# How to complete this task
Where the word "white" appears in a line below, copy the whole line.

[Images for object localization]
..............................

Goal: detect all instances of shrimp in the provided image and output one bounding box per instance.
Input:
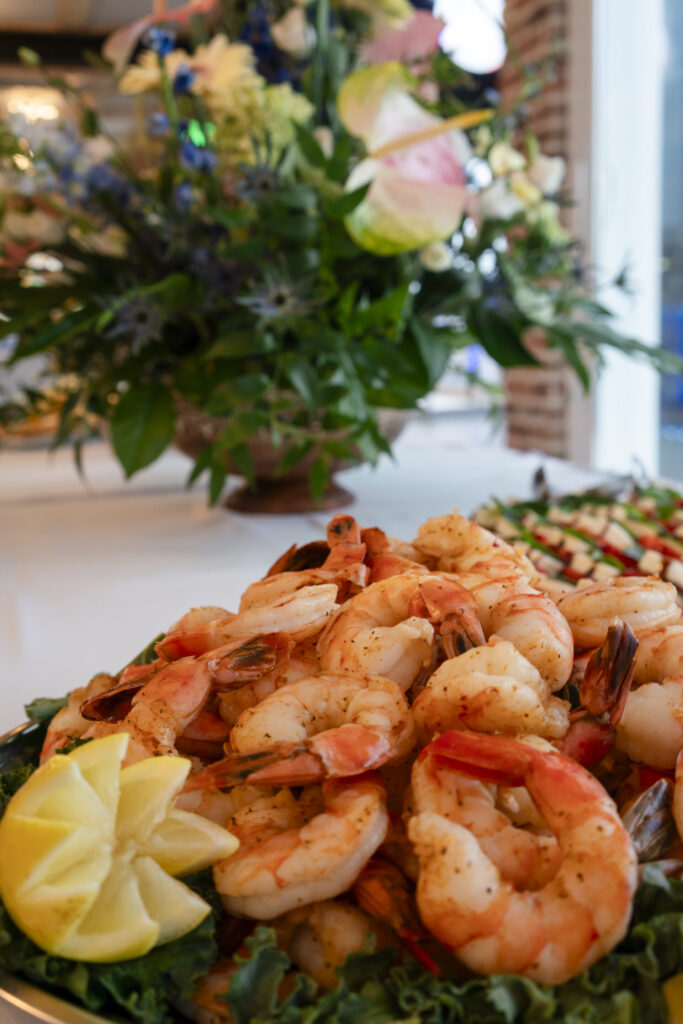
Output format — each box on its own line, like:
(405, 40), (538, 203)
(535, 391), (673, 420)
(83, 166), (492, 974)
(317, 573), (482, 691)
(177, 957), (238, 1024)
(215, 639), (320, 729)
(276, 899), (391, 988)
(362, 526), (430, 583)
(554, 619), (638, 767)
(212, 775), (389, 919)
(411, 637), (570, 741)
(556, 576), (680, 649)
(410, 744), (561, 890)
(239, 516), (369, 611)
(157, 584), (339, 660)
(634, 623), (683, 683)
(672, 749), (683, 846)
(407, 730), (637, 984)
(455, 572), (574, 691)
(40, 672), (117, 762)
(184, 674), (416, 788)
(414, 510), (537, 582)
(82, 655), (217, 762)
(615, 676), (683, 769)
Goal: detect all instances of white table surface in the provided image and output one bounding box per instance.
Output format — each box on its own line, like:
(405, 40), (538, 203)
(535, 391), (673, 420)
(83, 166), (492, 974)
(0, 412), (632, 1023)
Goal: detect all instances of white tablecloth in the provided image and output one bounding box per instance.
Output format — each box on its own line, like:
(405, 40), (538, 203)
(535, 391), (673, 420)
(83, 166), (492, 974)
(0, 413), (610, 733)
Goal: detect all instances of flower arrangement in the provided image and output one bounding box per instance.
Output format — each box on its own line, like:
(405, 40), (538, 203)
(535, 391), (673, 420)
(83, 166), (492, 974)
(0, 0), (678, 502)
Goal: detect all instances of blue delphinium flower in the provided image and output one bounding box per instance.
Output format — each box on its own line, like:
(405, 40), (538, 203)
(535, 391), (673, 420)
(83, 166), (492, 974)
(179, 140), (218, 173)
(86, 163), (133, 205)
(143, 26), (176, 56)
(173, 182), (194, 211)
(173, 64), (196, 95)
(147, 112), (170, 137)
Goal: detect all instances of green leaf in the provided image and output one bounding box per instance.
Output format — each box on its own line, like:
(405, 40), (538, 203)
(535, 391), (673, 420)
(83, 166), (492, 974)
(9, 308), (97, 361)
(277, 439), (315, 474)
(110, 386), (176, 478)
(409, 317), (454, 388)
(17, 47), (41, 66)
(226, 927), (291, 1024)
(470, 308), (539, 368)
(204, 332), (275, 360)
(294, 124), (328, 169)
(546, 327), (592, 392)
(284, 356), (319, 406)
(24, 696), (69, 724)
(323, 183), (371, 219)
(309, 456), (329, 503)
(268, 213), (318, 243)
(206, 206), (253, 229)
(228, 443), (254, 484)
(208, 461), (227, 505)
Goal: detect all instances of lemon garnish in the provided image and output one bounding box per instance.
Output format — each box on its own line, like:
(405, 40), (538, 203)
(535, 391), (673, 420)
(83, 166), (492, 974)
(0, 734), (238, 962)
(664, 973), (683, 1023)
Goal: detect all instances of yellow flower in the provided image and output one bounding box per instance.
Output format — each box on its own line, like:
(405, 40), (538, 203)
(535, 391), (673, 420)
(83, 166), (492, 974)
(509, 170), (542, 207)
(118, 34), (262, 110)
(119, 49), (188, 94)
(189, 36), (263, 112)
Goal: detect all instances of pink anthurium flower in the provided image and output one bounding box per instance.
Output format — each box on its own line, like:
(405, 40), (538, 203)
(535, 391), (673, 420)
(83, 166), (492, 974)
(360, 10), (446, 66)
(338, 63), (488, 255)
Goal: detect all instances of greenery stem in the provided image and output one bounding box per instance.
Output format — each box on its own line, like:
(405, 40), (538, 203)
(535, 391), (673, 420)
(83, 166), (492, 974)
(312, 0), (330, 121)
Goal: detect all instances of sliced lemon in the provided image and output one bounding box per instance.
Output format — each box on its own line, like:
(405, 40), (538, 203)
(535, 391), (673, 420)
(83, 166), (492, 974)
(0, 733), (238, 962)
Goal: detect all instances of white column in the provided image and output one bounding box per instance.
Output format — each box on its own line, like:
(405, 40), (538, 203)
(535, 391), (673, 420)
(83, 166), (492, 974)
(589, 0), (665, 475)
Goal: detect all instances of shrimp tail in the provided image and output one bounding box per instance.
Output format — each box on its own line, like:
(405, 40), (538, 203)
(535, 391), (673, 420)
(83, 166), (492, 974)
(409, 576), (485, 656)
(421, 730), (532, 787)
(555, 619), (638, 767)
(208, 634), (294, 690)
(181, 743), (305, 791)
(353, 858), (441, 977)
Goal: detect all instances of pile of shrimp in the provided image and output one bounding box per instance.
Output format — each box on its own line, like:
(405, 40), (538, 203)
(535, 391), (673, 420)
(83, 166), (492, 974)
(41, 510), (683, 1021)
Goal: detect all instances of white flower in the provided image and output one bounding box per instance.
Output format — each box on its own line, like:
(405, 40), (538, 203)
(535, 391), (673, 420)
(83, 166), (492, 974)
(527, 153), (566, 195)
(477, 177), (523, 220)
(488, 140), (526, 177)
(271, 8), (316, 58)
(419, 241), (453, 272)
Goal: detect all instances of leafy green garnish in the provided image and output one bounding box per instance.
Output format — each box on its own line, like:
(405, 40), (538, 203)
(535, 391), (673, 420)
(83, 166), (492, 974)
(24, 695), (69, 724)
(223, 871), (683, 1024)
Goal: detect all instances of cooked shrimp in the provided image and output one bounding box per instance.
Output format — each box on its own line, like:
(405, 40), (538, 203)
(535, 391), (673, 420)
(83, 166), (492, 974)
(414, 510), (536, 582)
(411, 637), (570, 741)
(177, 957), (238, 1024)
(317, 573), (482, 691)
(557, 576), (680, 649)
(362, 527), (430, 583)
(411, 745), (561, 890)
(554, 619), (638, 767)
(672, 748), (683, 845)
(158, 584), (339, 660)
(216, 639), (320, 729)
(185, 674), (415, 788)
(615, 676), (683, 769)
(276, 899), (390, 988)
(455, 573), (574, 691)
(82, 655), (217, 762)
(212, 775), (389, 919)
(408, 730), (637, 983)
(40, 672), (117, 762)
(634, 623), (683, 683)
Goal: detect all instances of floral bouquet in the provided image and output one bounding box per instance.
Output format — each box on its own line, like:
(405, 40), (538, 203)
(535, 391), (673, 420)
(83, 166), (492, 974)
(0, 0), (678, 503)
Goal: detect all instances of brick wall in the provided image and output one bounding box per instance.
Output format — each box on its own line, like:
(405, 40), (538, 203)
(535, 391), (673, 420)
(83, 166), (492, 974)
(499, 0), (571, 457)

..............................

# Answer area
Goal: detect all instances of white table surface in the provided image and output one bounding box per instance.
Goal: detect all instances of white tablecloth in the provided image and output one bounding box per instance.
Goal: detect all instances of white column in the provided image and output one bounding box per instance.
Goal: detect all instances of white flower in the provided image and output one bounding box per instance.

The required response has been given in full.